▶ _AIM OF THE TASK_
Convert every line of the rows below into a JSON list of strings, with one string per line and blank lines omitted.
## Start SUPPLIED INFORMATION
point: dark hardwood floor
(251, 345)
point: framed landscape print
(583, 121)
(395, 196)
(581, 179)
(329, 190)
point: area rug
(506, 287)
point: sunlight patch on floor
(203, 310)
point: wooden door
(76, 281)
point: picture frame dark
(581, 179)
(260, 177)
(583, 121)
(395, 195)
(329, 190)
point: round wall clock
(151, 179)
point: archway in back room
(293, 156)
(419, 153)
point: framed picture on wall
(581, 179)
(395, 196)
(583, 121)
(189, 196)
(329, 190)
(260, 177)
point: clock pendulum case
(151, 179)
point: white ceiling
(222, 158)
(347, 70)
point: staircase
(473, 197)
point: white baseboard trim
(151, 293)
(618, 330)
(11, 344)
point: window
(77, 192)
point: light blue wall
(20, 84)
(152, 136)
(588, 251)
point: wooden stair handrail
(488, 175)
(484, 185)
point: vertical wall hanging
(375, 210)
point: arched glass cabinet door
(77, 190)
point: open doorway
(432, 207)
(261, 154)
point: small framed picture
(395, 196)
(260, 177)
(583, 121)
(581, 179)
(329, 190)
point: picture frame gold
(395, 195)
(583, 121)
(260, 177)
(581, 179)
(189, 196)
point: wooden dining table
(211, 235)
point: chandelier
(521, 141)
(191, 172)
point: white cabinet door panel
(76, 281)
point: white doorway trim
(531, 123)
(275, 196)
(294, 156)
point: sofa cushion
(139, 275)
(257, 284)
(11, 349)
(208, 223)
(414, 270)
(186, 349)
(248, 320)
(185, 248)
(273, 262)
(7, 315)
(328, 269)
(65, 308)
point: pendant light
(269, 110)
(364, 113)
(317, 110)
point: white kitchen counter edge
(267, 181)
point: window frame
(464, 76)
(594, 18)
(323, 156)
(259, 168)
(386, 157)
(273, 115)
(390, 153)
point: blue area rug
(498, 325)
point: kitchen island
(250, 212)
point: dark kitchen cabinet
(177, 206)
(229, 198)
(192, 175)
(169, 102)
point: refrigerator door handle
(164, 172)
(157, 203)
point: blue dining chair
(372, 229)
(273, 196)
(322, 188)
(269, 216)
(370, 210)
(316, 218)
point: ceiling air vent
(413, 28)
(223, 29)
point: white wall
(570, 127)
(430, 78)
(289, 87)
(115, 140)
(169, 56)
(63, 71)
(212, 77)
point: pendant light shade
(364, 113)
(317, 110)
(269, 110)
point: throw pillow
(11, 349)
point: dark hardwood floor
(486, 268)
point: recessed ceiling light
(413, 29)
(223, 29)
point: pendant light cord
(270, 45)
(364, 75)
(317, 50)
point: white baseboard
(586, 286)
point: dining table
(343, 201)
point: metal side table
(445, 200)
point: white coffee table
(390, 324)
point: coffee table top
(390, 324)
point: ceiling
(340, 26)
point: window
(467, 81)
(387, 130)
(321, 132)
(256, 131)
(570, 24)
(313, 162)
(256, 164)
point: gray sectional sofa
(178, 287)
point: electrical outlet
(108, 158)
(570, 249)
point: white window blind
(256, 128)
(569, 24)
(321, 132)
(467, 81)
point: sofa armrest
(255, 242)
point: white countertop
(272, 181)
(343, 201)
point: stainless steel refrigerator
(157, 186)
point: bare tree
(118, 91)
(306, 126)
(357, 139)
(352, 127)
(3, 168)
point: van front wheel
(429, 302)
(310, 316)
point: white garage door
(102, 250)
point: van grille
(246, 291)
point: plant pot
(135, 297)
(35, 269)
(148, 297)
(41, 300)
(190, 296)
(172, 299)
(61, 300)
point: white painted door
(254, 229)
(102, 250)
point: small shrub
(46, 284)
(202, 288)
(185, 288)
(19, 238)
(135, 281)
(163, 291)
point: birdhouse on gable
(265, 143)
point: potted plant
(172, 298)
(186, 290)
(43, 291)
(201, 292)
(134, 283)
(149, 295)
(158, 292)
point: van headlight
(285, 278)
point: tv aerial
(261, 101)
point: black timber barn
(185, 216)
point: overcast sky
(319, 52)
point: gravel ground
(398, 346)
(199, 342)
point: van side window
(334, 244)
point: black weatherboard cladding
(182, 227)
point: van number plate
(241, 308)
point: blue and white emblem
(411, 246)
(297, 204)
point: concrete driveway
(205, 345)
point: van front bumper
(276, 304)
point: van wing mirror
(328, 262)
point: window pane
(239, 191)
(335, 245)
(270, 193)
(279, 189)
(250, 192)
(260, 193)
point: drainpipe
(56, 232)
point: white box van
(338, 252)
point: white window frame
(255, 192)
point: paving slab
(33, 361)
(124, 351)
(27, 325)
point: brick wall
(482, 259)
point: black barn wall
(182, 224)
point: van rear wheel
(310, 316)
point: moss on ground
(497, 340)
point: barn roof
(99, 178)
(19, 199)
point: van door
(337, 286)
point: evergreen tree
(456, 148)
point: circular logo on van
## End SUPPLIED INFORMATION
▶ _ANSWER TO THE PROBLEM_
[
  "point: dark hardwood floor",
  "(251, 345)",
  "point: framed landscape print",
  "(583, 121)",
  "(395, 196)",
  "(581, 179)",
  "(329, 190)",
  "point: area rug",
  "(506, 287)",
  "point: sunlight patch on floor",
  "(203, 310)",
  "point: wooden door",
  "(76, 281)",
  "point: picture frame dark",
  "(581, 179)",
  "(260, 177)",
  "(583, 121)",
  "(395, 195)",
  "(329, 190)",
  "point: round wall clock",
  "(151, 179)",
  "point: archway in back room",
  "(293, 156)",
  "(419, 153)",
  "point: framed picture on wall",
  "(581, 179)",
  "(395, 196)",
  "(583, 121)",
  "(189, 196)",
  "(329, 190)",
  "(260, 177)",
  "point: clock pendulum case",
  "(151, 179)",
  "point: white ceiling",
  "(222, 158)",
  "(347, 70)",
  "point: staircase",
  "(473, 197)",
  "point: white baseboard trim",
  "(151, 293)",
  "(618, 330)",
  "(11, 344)",
  "point: window",
  "(77, 192)",
  "point: light blue wall",
  "(20, 84)",
  "(152, 136)",
  "(588, 251)",
  "point: wooden stair handrail",
  "(488, 175)",
  "(484, 185)",
  "point: vertical wall hanging",
  "(375, 210)",
  "point: arched glass cabinet door",
  "(77, 190)",
  "point: open doorway",
  "(432, 207)",
  "(261, 154)",
  "point: small framed picture",
  "(395, 196)",
  "(260, 177)",
  "(583, 121)",
  "(581, 179)",
  "(329, 190)",
  "point: picture frame gold",
  "(395, 195)",
  "(583, 121)",
  "(260, 177)",
  "(581, 179)",
  "(189, 196)",
  "point: wooden dining table",
  "(211, 235)",
  "point: chandelier",
  "(521, 141)",
  "(191, 172)",
  "point: white cabinet door panel",
  "(76, 281)",
  "point: white doorway trim",
  "(531, 123)",
  "(275, 196)",
  "(294, 156)",
  "point: sofa cushion",
  "(139, 275)",
  "(257, 284)",
  "(11, 349)",
  "(208, 223)",
  "(414, 270)",
  "(186, 349)",
  "(248, 320)",
  "(185, 248)",
  "(273, 262)",
  "(7, 315)",
  "(328, 269)",
  "(65, 308)",
  "point: pendant light",
  "(269, 110)",
  "(364, 113)",
  "(317, 110)",
  "point: white kitchen counter edge",
  "(267, 181)",
  "point: window frame",
  "(464, 76)",
  "(594, 18)",
  "(323, 156)",
  "(259, 168)",
  "(386, 157)",
  "(273, 115)",
  "(390, 153)",
  "point: blue area rug",
  "(498, 325)",
  "point: kitchen island",
  "(250, 212)",
  "point: dark kitchen cabinet",
  "(177, 206)",
  "(229, 198)",
  "(192, 175)",
  "(169, 102)",
  "point: refrigerator door handle",
  "(164, 172)",
  "(157, 203)",
  "point: blue dining chair",
  "(372, 229)",
  "(273, 196)",
  "(322, 188)",
  "(269, 216)",
  "(370, 210)",
  "(316, 218)",
  "point: ceiling air vent",
  "(413, 28)",
  "(223, 29)",
  "point: white wall",
  "(570, 127)",
  "(430, 78)",
  "(289, 87)",
  "(115, 140)",
  "(169, 56)",
  "(63, 71)",
  "(212, 77)",
  "point: pendant light shade",
  "(364, 113)",
  "(317, 110)",
  "(269, 110)",
  "point: throw pillow",
  "(11, 349)",
  "point: dark hardwood floor",
  "(486, 268)",
  "point: recessed ceiling light",
  "(413, 29)",
  "(223, 29)",
  "point: pendant light cord",
  "(270, 45)",
  "(364, 75)",
  "(317, 50)",
  "point: white baseboard",
  "(586, 286)",
  "point: dining table",
  "(343, 201)",
  "point: metal side table",
  "(445, 200)",
  "point: white coffee table",
  "(390, 324)",
  "point: coffee table top",
  "(390, 324)",
  "point: ceiling",
  "(340, 26)",
  "point: window",
  "(467, 81)",
  "(387, 130)",
  "(321, 132)",
  "(256, 131)",
  "(570, 24)",
  "(313, 162)",
  "(256, 164)",
  "point: gray sectional sofa",
  "(178, 287)",
  "point: electrical outlet",
  "(108, 158)",
  "(570, 249)",
  "point: white window blind",
  "(256, 128)",
  "(569, 24)",
  "(321, 132)",
  "(467, 81)",
  "point: sofa armrest",
  "(255, 242)",
  "point: white countertop",
  "(272, 181)",
  "(343, 201)",
  "point: stainless steel refrigerator",
  "(157, 186)",
  "point: bare tree",
  "(118, 91)",
  "(306, 126)",
  "(357, 139)",
  "(352, 127)",
  "(3, 168)",
  "point: van front wheel",
  "(429, 302)",
  "(310, 316)",
  "point: white garage door",
  "(102, 250)",
  "point: van grille",
  "(246, 291)",
  "point: plant pot",
  "(135, 297)",
  "(35, 269)",
  "(148, 297)",
  "(41, 300)",
  "(190, 296)",
  "(172, 299)",
  "(61, 300)",
  "point: white painted door",
  "(254, 229)",
  "(102, 250)",
  "point: small shrub",
  "(46, 284)",
  "(202, 288)",
  "(185, 288)",
  "(19, 238)",
  "(135, 281)",
  "(163, 291)",
  "point: birdhouse on gable",
  "(265, 143)",
  "point: potted plant",
  "(172, 298)",
  "(186, 290)",
  "(43, 291)",
  "(201, 292)",
  "(134, 283)",
  "(149, 295)",
  "(158, 292)",
  "point: van headlight",
  "(285, 278)",
  "point: tv aerial",
  "(261, 101)",
  "point: black timber barn",
  "(185, 216)",
  "point: overcast sky",
  "(319, 52)",
  "point: gravel ground",
  "(398, 346)",
  "(199, 342)",
  "point: van side window",
  "(334, 244)",
  "point: black weatherboard cladding",
  "(182, 227)",
  "point: van number plate",
  "(241, 308)",
  "point: blue and white emblem",
  "(411, 246)",
  "(297, 204)",
  "point: concrete driveway",
  "(205, 345)",
  "point: van front bumper",
  "(276, 304)",
  "point: van wing mirror",
  "(328, 262)",
  "point: window pane",
  "(239, 191)",
  "(335, 245)",
  "(270, 193)",
  "(279, 189)",
  "(250, 192)",
  "(260, 193)",
  "point: drainpipe",
  "(56, 232)",
  "point: white box van",
  "(338, 252)",
  "point: white window frame",
  "(255, 192)",
  "point: paving slab",
  "(33, 361)",
  "(124, 351)",
  "(27, 325)",
  "point: brick wall",
  "(482, 259)",
  "point: black barn wall",
  "(182, 224)",
  "point: van rear wheel",
  "(310, 316)",
  "point: moss on ground",
  "(497, 340)",
  "point: barn roof",
  "(99, 178)",
  "(19, 199)",
  "point: van door",
  "(337, 286)",
  "point: evergreen tree",
  "(456, 148)",
  "point: circular logo on van"
]